[START OF WORKING DATA]

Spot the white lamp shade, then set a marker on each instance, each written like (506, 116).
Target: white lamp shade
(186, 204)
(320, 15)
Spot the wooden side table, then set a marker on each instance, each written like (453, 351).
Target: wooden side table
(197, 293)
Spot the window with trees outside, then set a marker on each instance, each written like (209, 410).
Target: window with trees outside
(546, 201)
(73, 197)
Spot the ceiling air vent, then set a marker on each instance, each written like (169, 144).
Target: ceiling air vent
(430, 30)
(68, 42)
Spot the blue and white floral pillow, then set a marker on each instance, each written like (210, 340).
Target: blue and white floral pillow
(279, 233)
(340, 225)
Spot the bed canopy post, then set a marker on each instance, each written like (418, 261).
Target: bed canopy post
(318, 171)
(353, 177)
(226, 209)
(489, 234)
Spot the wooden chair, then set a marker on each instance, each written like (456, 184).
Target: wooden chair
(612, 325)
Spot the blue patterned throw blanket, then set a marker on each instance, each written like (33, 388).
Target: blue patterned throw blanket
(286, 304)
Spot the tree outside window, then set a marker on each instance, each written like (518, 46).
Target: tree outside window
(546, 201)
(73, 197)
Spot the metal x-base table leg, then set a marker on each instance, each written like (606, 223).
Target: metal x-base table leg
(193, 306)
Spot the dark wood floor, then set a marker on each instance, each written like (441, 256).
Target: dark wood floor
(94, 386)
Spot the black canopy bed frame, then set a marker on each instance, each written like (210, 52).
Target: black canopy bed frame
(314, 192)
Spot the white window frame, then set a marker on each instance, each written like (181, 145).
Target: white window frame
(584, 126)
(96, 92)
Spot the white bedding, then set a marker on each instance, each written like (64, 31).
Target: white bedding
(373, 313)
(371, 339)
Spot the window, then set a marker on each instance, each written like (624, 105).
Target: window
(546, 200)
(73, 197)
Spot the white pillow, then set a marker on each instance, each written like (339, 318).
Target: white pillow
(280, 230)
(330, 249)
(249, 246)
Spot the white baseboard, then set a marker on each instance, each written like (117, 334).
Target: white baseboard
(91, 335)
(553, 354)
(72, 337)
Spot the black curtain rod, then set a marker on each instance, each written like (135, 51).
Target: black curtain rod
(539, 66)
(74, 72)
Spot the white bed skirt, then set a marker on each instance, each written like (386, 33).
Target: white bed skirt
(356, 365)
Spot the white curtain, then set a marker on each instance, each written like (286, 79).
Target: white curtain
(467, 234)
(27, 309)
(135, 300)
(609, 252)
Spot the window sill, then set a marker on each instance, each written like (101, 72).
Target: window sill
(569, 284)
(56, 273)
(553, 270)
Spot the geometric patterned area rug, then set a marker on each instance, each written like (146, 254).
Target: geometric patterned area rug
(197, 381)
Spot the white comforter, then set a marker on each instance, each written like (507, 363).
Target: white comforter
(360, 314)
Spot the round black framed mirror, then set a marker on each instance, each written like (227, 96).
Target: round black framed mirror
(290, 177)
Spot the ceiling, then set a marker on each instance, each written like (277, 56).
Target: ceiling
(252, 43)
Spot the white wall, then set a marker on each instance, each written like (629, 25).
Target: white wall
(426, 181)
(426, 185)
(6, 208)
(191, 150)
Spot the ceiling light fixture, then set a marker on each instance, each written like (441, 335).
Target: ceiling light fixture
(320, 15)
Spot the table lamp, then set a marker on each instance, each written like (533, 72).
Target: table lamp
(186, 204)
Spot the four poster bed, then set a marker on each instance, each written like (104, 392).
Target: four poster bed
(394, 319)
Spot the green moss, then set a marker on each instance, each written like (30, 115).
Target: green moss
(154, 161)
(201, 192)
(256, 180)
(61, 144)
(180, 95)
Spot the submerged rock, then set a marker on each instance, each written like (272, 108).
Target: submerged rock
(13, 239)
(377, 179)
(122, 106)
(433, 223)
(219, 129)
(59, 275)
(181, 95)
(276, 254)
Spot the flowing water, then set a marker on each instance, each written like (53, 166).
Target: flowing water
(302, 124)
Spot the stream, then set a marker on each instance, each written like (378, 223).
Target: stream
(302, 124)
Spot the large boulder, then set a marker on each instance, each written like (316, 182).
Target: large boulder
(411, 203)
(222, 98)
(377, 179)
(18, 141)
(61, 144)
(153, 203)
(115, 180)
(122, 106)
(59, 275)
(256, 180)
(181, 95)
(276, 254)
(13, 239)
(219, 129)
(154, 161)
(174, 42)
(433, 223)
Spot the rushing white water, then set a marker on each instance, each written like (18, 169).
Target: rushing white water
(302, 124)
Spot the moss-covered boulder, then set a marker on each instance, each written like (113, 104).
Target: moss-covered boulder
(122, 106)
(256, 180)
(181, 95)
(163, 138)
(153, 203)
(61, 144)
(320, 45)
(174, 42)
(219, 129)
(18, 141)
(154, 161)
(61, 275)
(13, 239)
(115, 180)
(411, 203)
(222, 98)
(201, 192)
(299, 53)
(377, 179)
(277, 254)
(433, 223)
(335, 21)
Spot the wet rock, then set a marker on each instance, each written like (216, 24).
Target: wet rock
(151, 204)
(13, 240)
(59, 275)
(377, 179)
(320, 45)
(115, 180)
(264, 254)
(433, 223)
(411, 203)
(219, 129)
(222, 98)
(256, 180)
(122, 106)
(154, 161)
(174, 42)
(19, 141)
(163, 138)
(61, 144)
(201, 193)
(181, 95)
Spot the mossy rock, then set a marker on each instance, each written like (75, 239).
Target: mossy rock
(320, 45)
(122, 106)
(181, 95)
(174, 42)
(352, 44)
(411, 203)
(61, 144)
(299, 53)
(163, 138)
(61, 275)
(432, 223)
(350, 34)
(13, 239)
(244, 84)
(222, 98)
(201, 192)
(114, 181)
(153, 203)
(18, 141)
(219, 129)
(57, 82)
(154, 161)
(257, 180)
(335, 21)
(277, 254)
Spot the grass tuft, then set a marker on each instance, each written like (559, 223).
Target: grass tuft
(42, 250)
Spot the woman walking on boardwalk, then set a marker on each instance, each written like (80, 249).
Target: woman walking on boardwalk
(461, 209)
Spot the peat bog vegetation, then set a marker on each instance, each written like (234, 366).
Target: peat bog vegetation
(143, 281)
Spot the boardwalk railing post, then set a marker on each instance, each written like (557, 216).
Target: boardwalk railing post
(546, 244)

[END OF WORKING DATA]

Copy all of the records above word for word.

§ **EXERCISE ANSWER**:
Spot the white lamp shade, then set a marker on each instance, each written like (506, 116).
Target: white lamp shade
(186, 204)
(320, 15)
Spot the wooden side table, then set a marker on each instance, each written like (453, 351).
Target: wooden side table
(197, 293)
Spot the window with trees outside, then set a marker on each instance, each written like (209, 410).
Target: window with trees outside
(546, 201)
(73, 197)
Spot the ceiling air vent, then set a marker on each instance, each written like (169, 144).
Target: ceiling air vent
(430, 30)
(68, 42)
Spot the blue and white floral pillow, then set a marker on each instance, each written like (210, 340).
Target: blue and white floral pillow
(279, 233)
(340, 225)
Spot the bed canopy post, then set a marker on each instance, each written like (418, 261).
Target: bed canopy post
(318, 171)
(353, 177)
(226, 209)
(489, 234)
Spot the wooden chair, then set a marker on each instance, each written like (456, 184).
Target: wooden chair
(612, 325)
Spot the blue patterned throw blanket, then set a marker on each instance, each written like (33, 388).
Target: blue patterned throw blanket
(286, 304)
Spot the tree outside window, then set a marker on each instance, each written like (518, 46).
Target: tree outside window
(546, 201)
(73, 197)
Spot the metal x-base table leg, then set a marker on each instance, each written like (606, 223).
Target: metal x-base table leg
(193, 306)
Spot the dark wood floor, then set a marker on each instance, each written like (441, 256).
Target: dark wood floor
(94, 386)
Spot the black canopy bed frame, then set a marker on each instance, each written like (210, 52).
Target: black canopy bed frame
(314, 192)
Spot the white window frame, then set a marker on each instance, each written like (181, 145).
Target: white window frame
(584, 126)
(96, 92)
Spot the white bedding, then set a marker on each instance, each written like (64, 31).
Target: white bedding
(373, 313)
(371, 339)
Spot the window, then set a marker on each instance, each written like (624, 105).
Target: window
(546, 200)
(73, 197)
Spot the white pillow, then set a marker on each instance, each written like (339, 318).
Target: white pillow
(280, 230)
(330, 249)
(249, 246)
Spot the white baseboard, then set a marker on each instance, each written like (117, 334).
Target: white baseboard
(91, 335)
(553, 354)
(72, 337)
Spot the black curtain rod, then set a marker on each instance, each written like (135, 51).
Target: black curtain rod
(539, 66)
(74, 72)
Spot the white bed skirt, then set a marker on each instance, each written like (386, 33).
Target: white bed skirt
(356, 365)
Spot the white curtain, then set a marker on each instance, each written like (286, 79).
Target: white curtain
(467, 234)
(27, 309)
(135, 300)
(609, 252)
Spot the window sill, then set a marker on each instance, each written like (101, 72).
Target: window sill
(569, 284)
(56, 273)
(553, 270)
Spot the geometric patterned area rug, then set a marker on each instance, each written like (146, 254).
Target: geometric patterned area rug
(197, 381)
Spot the white comforter, then set a marker on each instance, each written like (507, 363).
Target: white comforter
(360, 314)
Spot the round black framed mirror, then set a marker on each instance, each written like (227, 96).
Target: round black framed mirror
(290, 177)
Spot the ceiling, then set a marker on each instance, each written like (277, 56).
Target: ceiling
(252, 43)
Spot the white wall, then set a marker on each instance, each written like (629, 25).
Target: white wall
(426, 181)
(426, 185)
(6, 208)
(191, 150)
Spot the ceiling light fixture, then set a marker on each instance, each written like (441, 335).
Target: ceiling light fixture
(320, 15)
Spot the table lamp, then set a marker on each instance, each written like (533, 72).
Target: table lamp
(186, 204)
Spot the four poster bed, then set a marker on each instance, each written like (104, 392).
Target: four poster bed
(394, 319)
Spot the green moss, then set a marker on each instance, each written like (30, 115).
Target: green moss
(154, 161)
(201, 192)
(256, 180)
(61, 144)
(180, 95)
Spot the submerged rock, then set a marker on each instance, each written like (272, 108).
Target: submerged rock
(13, 239)
(377, 179)
(122, 106)
(433, 223)
(219, 129)
(59, 275)
(181, 95)
(276, 254)
Spot the flowing water, then set a marker on each instance, each written like (53, 166).
Target: flowing water
(302, 124)
Spot the stream, then set a marker on each instance, each written like (378, 223).
Target: stream
(302, 124)
Spot the large boulder, then set a marker on each instance, each written like (316, 182).
Target: large boulder
(411, 203)
(222, 98)
(377, 179)
(18, 141)
(61, 144)
(153, 203)
(115, 180)
(122, 106)
(59, 275)
(256, 180)
(181, 95)
(276, 254)
(13, 239)
(219, 129)
(154, 161)
(174, 42)
(433, 223)
Spot the rushing white water, then set a marker on each instance, each written like (18, 169).
Target: rushing white water
(302, 124)
Spot the moss-covered boulder, then set a marker on each instance, each written like (113, 104).
Target: moss-covered boulder
(122, 106)
(256, 180)
(181, 95)
(163, 138)
(153, 203)
(61, 144)
(320, 45)
(174, 42)
(219, 129)
(18, 141)
(154, 161)
(61, 275)
(13, 239)
(115, 180)
(411, 203)
(222, 98)
(201, 192)
(299, 53)
(377, 179)
(277, 254)
(433, 223)
(335, 21)
Spot the wet rock, then set a marker on each instance, each written like (216, 24).
Target: wet rock
(151, 204)
(13, 240)
(59, 275)
(377, 179)
(320, 45)
(115, 180)
(264, 254)
(433, 223)
(411, 203)
(219, 129)
(222, 98)
(256, 180)
(122, 106)
(154, 161)
(174, 42)
(19, 141)
(163, 138)
(61, 144)
(201, 193)
(181, 95)
Spot the mossy rock, then set a marker on each instance, each written like (75, 239).
Target: mossy rock
(320, 45)
(122, 106)
(181, 95)
(174, 42)
(352, 44)
(411, 203)
(61, 144)
(299, 53)
(163, 138)
(61, 275)
(432, 223)
(350, 34)
(13, 239)
(244, 84)
(222, 98)
(201, 192)
(114, 181)
(153, 203)
(18, 141)
(219, 129)
(57, 82)
(154, 161)
(257, 180)
(335, 21)
(277, 254)
Spot the grass tuft, then set a marker on each instance, each written like (559, 223).
Target: grass tuft
(42, 250)
Spot the woman walking on boardwalk, then set a marker on each instance, each written like (80, 249).
Target: woman walking on boardwalk
(461, 209)
Spot the peat bog vegetation, then set a marker on each instance, each written like (234, 366).
Target: peat bog vegetation
(143, 281)
Spot the boardwalk railing post, then set a marker on each instance, each written like (557, 216).
Target: boardwalk railing post
(546, 244)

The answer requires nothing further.